§ **所给文本**:
++++++

中国政府针对中国记者的新闻采访活动宣布了一项不同寻常的广泛禁令,还提出了旨在约束律师网上行为的规定,进一步扩大通过收紧言论限制对公共领域实施更多控制的行动。

中国新闻媒体监管机构中国国家新闻出版广电总局周三在其网站上发布的一则通报中说,禁止新闻记者和记者站跨行业、跨领域采访报道,禁止新闻记者和记者站未经本单位同意私自开展批评报道。

据业内人士说,这是北京方面首次公开对新闻报道活动发布如此广泛的禁令。一家中文新闻刊物的前法律事务主管说,这表明中国当局更对于将自己的意志加于中国媒体头上更加自信。

他说,跨行业、跨领域报道的禁令曾经只是不成文的规则,在闭门会议中由审查人员传达;现在他们觉得可以在公开的政令中发布这样的规则了。

记者无法联系发布上述通报的新闻出版广电总局置评。

这一采访禁令出台的前一天,网上流传着由政府控制的中华全国律师协会的一份内部文件,其中规定通过互联网等媒介发表有关案件或公共事件的过激或不当评论,制造舆论声势和压力影响案件依法正常处理或攻击中国法律体系的律师协会会员将受到处分。

这一规定草案引发律师们的强烈反对。

++++++

§ **待分析数据**:
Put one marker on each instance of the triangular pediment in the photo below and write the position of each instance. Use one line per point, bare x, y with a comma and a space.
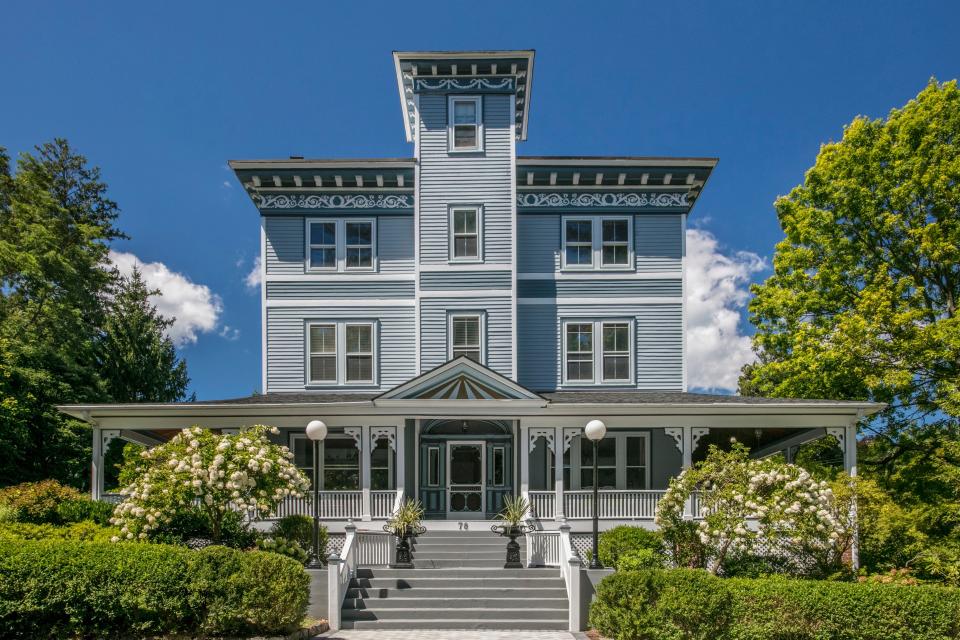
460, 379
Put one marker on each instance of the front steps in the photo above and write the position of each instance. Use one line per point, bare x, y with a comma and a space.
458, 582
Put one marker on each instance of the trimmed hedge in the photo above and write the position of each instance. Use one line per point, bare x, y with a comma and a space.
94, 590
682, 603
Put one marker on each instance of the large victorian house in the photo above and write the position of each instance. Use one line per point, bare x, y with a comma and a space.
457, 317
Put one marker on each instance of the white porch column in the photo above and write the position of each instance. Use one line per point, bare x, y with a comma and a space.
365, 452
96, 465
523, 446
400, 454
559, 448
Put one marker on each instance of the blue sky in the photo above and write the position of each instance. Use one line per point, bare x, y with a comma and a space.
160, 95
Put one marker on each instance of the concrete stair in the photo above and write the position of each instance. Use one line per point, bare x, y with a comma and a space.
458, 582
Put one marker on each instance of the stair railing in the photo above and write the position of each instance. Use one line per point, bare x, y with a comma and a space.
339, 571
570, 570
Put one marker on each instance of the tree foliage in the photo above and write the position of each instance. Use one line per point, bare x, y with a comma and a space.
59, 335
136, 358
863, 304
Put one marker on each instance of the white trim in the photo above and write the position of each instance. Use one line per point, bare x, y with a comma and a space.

++++++

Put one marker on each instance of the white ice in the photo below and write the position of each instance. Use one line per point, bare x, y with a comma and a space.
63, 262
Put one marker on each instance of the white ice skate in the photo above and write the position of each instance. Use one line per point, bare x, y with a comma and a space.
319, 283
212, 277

++++++

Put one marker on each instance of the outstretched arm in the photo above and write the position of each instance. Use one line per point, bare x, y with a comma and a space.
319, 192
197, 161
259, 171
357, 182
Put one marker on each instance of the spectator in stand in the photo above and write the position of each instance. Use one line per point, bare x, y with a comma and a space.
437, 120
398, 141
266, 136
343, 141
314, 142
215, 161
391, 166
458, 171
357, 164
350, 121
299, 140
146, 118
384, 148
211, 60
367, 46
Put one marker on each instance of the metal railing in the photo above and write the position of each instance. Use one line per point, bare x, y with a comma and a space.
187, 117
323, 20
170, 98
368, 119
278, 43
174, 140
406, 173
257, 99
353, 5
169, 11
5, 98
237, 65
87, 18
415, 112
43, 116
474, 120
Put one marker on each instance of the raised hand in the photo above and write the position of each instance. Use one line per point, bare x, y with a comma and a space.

++++++

§ **任务要求**: 将关于中国限制记者采访与律师网上言论的文本续写下去,从其最后一句之后接着写。 以上记录与本任务无关。

§ **答案部分**:
网上一份由几位律师签名的中文声明称,一旦规定实施,将成为中国法制史上的污点。

中华全国律师协会公关部的一名官员对拟议的规定及其遭到的公共批评不予置评。

他说,目前上述规定还只是在协会内部征求意见,尚未做出决定。

中国有关部门会以多大力度实施这些规定目前尚不清楚。对国内媒体新的限制规定以及拟议的对律师的限制出台的背景是,中共正在大力打压异见人士和其他批评人士,数十名此类人士已经因此入狱或遭审问。有关部门还继续对互联网实施严密管控,并于近期阻止了对一系列谷歌(Google)服务(包括搜索服务)和一些外国媒体机构的访问(包括《华尔街日报》和路透社(Reuters))。

国家新闻出版广电总局表示,新报道禁令的主要目的是根除记者以负面报道相威胁从企业和个人榨取钱财的做法。

在通报中,该监管部门点名批评了八家报纸和记者,其中包括,一名记者涉嫌利用职务便利,收受某企业财务钱物共计人民币31.5万元。

一家全国性报纸的主编说,这种情形很常见,但他对禁令提出了批评,说这种解决方法不会有效。他说,做这种事情的记者很善于躲避检查,这个通报没有意义。

他表示,唯一的作用的让更多的人确信,监管部门想不出好的应对办法。

北京大学互联网及媒体研究人士胡泳说,一些新闻机构可能会找到办法规避新禁令。不过他也说,禁令会让事情变得更难。

拟议中的对律师的限制引发了更加强烈的反弹,一些律师公开呼吁全国律协负责人下台。

现居北京的法律学者徐昕在新浪微博写道:“律协修规或将引发史上最强反弹。律师代表当事人代表社会,打压律师即打压可能委托律师的每一个人。”徐昕在新浪微博的粉丝数量超过了1,000万。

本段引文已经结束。